Report every line in the rows below that contains the word "wheel", and copy each such line in full.
— START OF Supplied data —
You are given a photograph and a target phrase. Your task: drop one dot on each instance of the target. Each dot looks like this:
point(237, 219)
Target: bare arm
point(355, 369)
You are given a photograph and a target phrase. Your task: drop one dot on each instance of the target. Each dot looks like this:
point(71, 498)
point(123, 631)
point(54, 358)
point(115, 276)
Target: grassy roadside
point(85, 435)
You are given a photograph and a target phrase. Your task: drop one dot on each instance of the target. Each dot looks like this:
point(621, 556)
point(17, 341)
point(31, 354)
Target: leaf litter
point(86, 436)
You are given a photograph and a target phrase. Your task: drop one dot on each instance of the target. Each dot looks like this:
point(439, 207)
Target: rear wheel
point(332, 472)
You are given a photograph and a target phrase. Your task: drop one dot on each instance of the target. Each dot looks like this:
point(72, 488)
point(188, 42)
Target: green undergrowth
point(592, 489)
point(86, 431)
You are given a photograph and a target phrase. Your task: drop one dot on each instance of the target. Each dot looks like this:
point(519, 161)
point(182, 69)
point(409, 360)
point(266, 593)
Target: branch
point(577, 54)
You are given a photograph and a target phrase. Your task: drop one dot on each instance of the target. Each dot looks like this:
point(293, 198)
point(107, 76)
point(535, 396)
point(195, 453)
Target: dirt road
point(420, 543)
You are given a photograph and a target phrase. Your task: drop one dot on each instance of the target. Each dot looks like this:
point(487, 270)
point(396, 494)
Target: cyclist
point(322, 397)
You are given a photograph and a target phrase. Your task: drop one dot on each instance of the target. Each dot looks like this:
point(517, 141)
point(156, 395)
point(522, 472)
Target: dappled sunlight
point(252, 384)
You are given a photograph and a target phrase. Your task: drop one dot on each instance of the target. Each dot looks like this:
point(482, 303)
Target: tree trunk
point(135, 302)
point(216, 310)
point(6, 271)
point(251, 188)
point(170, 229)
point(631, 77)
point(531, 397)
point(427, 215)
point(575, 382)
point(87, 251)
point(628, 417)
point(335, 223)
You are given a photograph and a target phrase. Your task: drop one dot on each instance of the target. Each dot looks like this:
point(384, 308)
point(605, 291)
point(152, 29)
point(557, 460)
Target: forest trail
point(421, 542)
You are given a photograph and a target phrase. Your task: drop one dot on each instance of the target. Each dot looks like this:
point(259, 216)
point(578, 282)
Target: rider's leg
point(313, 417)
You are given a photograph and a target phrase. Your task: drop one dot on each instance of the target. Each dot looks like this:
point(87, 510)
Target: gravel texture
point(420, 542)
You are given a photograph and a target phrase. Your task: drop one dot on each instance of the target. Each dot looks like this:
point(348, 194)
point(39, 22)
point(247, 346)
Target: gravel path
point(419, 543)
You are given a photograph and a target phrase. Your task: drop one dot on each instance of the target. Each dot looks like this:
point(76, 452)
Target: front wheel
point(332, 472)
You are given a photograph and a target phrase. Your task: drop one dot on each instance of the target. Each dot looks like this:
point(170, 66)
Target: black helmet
— END OF Supplied data —
## Reply to the task
Target: rear wheel
Target: front wheel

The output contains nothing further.